# Could HSG flush my egg away??



## mrphyemma

Sorry for such a daft sounding question but I have my HSG tomorrow and I will be on CD14. I usually ovulate between CD15 and CD17 but if due to the law of Sod I do ovulate tomorrow would the dye flush my egg out or damage the egg in any way? Do you think I should still ttc after tomorrow or maybe wait until next cycle?
P.S. I am getting increasingly nervous about the whole thing! :(


----------



## Aphrodite

Well I've heard that yes it CAN wash the egg away so maybe call the clinic to get some further advice. Sorry I cant be of further help hun x x x


----------



## DillyC

I have got my HSG next week and the nurse at my clinic advised against TTC for this cycle particularly as I will also be mid cycle and at our clinic we are given 2 types of antibiotics. The dye can definitely flush away the egg or embryo.

We are not even allowed to have sex....even with a condom until after HSG!!!! Talk about thorough!!! Not that there is much chance of getting pregnant even without them ... haha.

So I would probably not try just for this month if I were you, I am not sure what that dye will do to a little egg???

Good luck with the HSG :)

■ ■ ■ ■ ■

» Tasks and exercises:
1) Transcribe everything in the HSG thread from "I have got my" down to "a little egg???".
2) In the HSG thread, how many types of antibiotics does DillyC say their clinic gives?
3) Take the HSG thread further, picking up right after its final line, "Good luck with the HSG :)".
You will not need the entries that come next.

Recorded data:

■ ■ ■ ■ ■

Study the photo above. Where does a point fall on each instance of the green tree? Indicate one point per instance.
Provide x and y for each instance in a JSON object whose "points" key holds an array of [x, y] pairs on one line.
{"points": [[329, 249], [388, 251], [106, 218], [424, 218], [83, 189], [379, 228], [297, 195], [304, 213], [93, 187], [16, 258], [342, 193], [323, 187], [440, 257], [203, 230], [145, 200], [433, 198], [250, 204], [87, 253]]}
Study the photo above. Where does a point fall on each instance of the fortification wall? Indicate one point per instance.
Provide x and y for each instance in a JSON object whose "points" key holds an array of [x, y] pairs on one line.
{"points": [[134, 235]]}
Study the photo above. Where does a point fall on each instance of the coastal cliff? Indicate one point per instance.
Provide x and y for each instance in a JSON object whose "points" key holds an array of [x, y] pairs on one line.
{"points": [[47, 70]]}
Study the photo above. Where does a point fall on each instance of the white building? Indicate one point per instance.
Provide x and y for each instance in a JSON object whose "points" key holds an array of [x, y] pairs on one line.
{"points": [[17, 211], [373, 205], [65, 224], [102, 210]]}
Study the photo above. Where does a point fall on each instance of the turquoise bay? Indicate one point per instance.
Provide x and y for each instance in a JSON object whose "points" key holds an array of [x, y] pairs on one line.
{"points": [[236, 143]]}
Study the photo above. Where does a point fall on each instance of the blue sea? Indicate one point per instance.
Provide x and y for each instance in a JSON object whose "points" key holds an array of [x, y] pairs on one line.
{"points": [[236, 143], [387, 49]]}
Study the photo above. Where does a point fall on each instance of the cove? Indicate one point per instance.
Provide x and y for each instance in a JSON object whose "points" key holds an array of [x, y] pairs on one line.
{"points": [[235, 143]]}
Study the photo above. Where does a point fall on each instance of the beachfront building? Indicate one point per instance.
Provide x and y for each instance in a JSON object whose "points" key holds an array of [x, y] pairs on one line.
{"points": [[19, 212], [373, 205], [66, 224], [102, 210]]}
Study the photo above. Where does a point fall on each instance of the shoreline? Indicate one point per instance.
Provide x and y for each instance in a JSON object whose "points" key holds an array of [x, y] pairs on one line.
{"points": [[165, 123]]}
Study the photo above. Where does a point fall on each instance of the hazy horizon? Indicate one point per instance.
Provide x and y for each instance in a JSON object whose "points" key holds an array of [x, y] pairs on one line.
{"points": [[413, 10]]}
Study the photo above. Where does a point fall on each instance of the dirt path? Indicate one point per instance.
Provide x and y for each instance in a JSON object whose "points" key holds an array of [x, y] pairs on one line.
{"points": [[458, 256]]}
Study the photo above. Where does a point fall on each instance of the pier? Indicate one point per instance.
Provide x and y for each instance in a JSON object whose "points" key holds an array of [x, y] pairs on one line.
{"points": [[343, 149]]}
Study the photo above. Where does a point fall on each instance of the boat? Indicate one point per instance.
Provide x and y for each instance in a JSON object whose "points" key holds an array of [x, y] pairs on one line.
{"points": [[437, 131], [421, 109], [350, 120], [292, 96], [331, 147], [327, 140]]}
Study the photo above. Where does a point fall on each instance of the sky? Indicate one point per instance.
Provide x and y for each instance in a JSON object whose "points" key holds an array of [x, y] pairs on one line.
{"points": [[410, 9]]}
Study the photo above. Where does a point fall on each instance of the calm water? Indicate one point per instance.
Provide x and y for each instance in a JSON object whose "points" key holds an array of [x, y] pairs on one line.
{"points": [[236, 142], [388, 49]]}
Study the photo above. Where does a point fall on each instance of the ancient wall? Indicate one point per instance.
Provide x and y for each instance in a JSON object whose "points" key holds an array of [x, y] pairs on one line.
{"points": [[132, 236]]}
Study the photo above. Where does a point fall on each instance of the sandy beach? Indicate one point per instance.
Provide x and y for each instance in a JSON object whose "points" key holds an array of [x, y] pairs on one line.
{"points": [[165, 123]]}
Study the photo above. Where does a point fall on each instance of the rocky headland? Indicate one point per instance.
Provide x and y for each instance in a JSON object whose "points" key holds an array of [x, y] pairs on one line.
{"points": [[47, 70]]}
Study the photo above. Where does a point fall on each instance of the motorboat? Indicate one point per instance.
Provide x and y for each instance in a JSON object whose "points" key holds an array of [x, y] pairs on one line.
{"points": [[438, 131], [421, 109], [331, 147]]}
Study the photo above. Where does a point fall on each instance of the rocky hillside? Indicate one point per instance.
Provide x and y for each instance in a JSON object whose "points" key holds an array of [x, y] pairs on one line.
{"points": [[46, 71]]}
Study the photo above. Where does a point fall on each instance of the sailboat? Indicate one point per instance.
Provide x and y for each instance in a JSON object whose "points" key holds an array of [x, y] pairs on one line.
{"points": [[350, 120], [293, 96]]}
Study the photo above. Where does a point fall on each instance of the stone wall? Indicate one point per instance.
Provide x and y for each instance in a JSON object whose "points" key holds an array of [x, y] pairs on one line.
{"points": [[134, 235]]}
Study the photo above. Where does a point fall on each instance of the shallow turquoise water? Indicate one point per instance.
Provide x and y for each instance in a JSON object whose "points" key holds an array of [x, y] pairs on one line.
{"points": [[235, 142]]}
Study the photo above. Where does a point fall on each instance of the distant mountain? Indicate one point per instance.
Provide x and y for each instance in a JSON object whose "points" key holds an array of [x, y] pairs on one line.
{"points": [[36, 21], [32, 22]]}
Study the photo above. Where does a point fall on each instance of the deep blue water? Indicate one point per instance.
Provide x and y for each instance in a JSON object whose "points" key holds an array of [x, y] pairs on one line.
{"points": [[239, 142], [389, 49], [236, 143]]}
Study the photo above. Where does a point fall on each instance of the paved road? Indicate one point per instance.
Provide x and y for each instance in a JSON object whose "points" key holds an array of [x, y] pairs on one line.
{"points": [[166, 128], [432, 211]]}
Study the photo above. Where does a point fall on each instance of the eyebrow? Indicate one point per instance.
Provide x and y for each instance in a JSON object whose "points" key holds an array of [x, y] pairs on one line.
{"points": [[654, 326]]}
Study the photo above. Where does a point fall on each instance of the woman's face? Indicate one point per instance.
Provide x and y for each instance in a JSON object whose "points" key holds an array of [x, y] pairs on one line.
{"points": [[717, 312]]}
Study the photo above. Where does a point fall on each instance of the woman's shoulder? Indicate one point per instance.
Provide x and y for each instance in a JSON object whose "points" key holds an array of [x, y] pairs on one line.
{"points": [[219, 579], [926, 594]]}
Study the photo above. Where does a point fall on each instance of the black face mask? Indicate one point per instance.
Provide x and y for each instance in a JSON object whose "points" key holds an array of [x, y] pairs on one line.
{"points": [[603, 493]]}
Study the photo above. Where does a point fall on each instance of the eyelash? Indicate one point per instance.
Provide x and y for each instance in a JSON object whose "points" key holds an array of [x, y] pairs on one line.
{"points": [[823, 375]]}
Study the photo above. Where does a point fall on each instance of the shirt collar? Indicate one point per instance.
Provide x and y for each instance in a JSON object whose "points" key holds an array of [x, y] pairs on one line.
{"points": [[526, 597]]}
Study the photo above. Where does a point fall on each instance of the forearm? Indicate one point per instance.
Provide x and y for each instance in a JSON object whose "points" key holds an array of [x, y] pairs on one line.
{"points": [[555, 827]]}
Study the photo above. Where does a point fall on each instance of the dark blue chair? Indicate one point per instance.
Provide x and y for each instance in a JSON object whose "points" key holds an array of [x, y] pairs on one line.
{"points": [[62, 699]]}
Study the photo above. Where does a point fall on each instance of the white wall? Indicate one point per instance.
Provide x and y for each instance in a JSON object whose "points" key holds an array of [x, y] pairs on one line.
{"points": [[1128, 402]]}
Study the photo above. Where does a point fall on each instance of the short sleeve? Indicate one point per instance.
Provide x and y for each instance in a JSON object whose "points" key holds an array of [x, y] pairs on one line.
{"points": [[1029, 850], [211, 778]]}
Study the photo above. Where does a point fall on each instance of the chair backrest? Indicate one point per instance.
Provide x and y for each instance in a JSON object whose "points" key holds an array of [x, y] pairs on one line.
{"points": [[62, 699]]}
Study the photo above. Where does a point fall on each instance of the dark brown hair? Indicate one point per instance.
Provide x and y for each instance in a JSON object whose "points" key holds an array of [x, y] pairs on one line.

■ ■ ■ ■ ■

» Answers to each task:
1)
I have got my HSG next week and the nurse at my clinic advised against TTC for this cycle particularly as I will also be mid cycle and at our clinic we are given 2 types of antibiotics. The dye can definitely flush away the egg or embryo.

We are not even allowed to have sex....even with a condom until after HSG!!!! Talk about thorough!!! Not that there is much chance of getting pregnant even without them ... haha.

So I would probably not try just for this month if I were you, I am not sure what that dye will do to a little egg???

2) Two types.

3)
----------



## mrphyemma

DillyC we were told not to have sex too. Boggled my mind a little as lack of BFP for 13 months is the whole reason I am having the procedure in the first place, but I guess there might have been a teeny tiny chance of a miracle!!:haha:

Ohh I don't like the idea of not ttc this cycle :nope: but I guess if it has its risks I better do as I'm told.


----------



## DillyC

I know what you mean about not TTC this month....it somehow feels like a wasted month, but I have decided to make it a... drink what I like (got a few parties to go to!)...eat what i like...and enjoy myself month....and in a weird way it will be nice not to spend the last week of my cycle worrying whether or not the witch on the stick is gonna come cos she will definitely make an appearance :witch: and next month is a fresh cycle!!

Will be thinking of you....hope you get some positive results. 

:flower:


----------



## rachelle1975

Hey hun

The answer is yes - if you have ovulated prior to the HSG then there is a high probability that if there was an embryo, it would be 'flushed'. They say no :sex: before your HSG and they also conduct a HPT and get you to sign a disclaimer before the procedure.

It's absolutely fine, a bit uncomfortable but the only thing that takes a battering is your dignity - promise :hugs:

p.s. if you are up to it then :sex: afterwards and catch that eggy if you ovulate later as they say there is an increased chance of pregnancy post HSG if there are female fertility issues!!


----------



## jojo-m

In Sheffield you have to have the HSG within 5 - 10 days of your cycle or they won't do it. Hope they don't wash your egg away, they are precious things as us ladies in lttc know very well! Did they give you a reason why they want to do it so late?
xx


----------



## mrphyemma

jojo-m they ideally like to do the HSG between days 5-10 of your cycle but as there is a huge waiting list they said they could do it later in the cycle providing we refrained from having sex.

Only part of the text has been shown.